##### Record list
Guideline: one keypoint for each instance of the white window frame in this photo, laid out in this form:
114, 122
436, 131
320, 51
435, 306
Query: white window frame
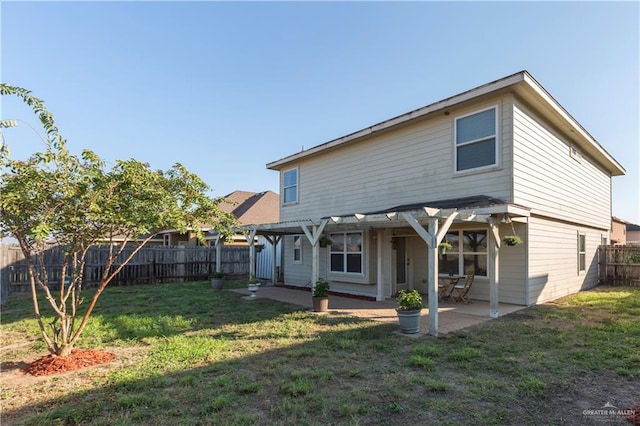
345, 253
461, 253
285, 187
298, 249
471, 142
582, 253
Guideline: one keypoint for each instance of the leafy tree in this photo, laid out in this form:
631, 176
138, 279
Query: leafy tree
74, 202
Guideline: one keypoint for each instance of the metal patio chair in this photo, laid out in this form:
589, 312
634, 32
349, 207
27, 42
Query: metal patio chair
459, 291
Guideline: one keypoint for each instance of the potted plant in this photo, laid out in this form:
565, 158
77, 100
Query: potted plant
409, 309
512, 240
253, 285
217, 280
320, 296
444, 246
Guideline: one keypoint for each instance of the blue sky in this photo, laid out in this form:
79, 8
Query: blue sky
226, 87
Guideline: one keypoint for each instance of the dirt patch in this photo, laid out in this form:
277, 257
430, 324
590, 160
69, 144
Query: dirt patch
79, 358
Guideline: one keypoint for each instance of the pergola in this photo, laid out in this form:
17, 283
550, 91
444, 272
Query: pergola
430, 222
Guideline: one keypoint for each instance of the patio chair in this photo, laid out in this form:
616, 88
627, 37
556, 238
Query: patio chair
459, 291
444, 289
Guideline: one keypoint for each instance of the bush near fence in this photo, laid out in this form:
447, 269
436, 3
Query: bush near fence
619, 265
151, 265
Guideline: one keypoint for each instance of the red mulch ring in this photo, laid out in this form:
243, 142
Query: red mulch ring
634, 416
79, 358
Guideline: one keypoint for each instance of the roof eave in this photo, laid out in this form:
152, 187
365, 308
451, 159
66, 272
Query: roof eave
522, 83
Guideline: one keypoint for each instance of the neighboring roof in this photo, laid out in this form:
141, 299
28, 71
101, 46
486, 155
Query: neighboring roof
258, 208
249, 208
235, 199
618, 220
633, 227
521, 83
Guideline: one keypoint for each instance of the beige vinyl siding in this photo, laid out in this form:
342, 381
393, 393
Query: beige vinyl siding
414, 163
553, 259
551, 182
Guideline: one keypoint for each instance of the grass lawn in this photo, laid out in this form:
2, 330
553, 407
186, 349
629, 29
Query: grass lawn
186, 355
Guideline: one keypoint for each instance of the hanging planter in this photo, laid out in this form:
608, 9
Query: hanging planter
444, 246
513, 239
324, 241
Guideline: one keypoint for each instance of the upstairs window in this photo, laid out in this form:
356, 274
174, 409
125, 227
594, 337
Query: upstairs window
476, 141
290, 186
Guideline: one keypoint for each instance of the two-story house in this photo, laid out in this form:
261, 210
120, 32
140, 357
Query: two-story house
503, 158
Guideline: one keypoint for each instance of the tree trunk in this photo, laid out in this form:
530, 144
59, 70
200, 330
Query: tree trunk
65, 350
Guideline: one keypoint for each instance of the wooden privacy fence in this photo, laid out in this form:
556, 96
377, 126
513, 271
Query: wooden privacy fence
150, 265
619, 265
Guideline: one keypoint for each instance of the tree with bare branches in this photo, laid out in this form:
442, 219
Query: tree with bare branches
75, 202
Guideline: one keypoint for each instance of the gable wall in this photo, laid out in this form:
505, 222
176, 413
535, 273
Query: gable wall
550, 181
412, 164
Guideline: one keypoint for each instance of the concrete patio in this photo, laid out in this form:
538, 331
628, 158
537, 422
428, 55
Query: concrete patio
451, 316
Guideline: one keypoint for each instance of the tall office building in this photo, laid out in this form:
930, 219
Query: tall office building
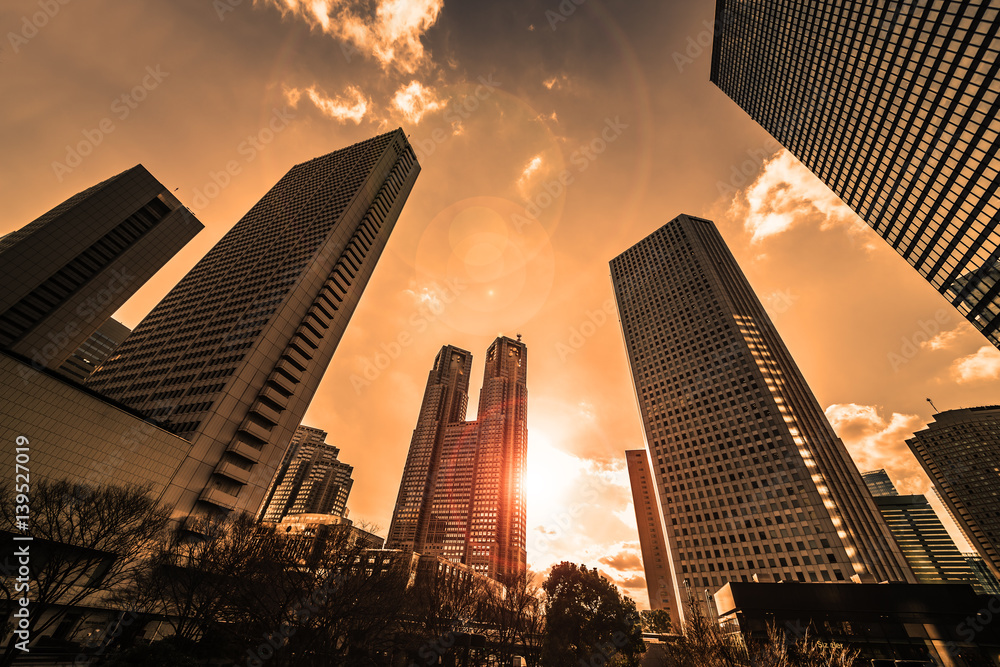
##########
**To do:**
From the line holding "Guideline: one keypoint for each instance of the tree trunk" to the last line of the listing, please output each line exactly as it stands. Pictures stay out of the copy.

**Response to the task:**
Guideline: one keypoint for each instance of the tree trunk in this photo, laid out in this form:
530, 144
59, 70
200, 330
Query: tree trunk
65, 350
Guideline: one keypoint for each instance of the wooden privacy fence in this photo, laid out in this form:
556, 96
377, 126
513, 271
Query: wooden privacy fence
150, 265
619, 265
Guideline: one keypoint for each instance of the tree with bare branches in this photo, laid out in this form:
442, 219
Query: tree with bare branches
75, 202
Guideline: one keypoint for each instance of the gable wall in this photo, laid out in this form:
505, 222
176, 413
535, 273
Query: gable wall
550, 181
412, 164
Guideline: one keypoint for each instance of the concrete patio in this photo, laid out in this form:
538, 331
628, 158
537, 422
428, 55
Query: concrete patio
451, 316
Guideline: one keypoint for each instance of the tall office building in this photo, laid out in this form:
930, 219
Query: tall office building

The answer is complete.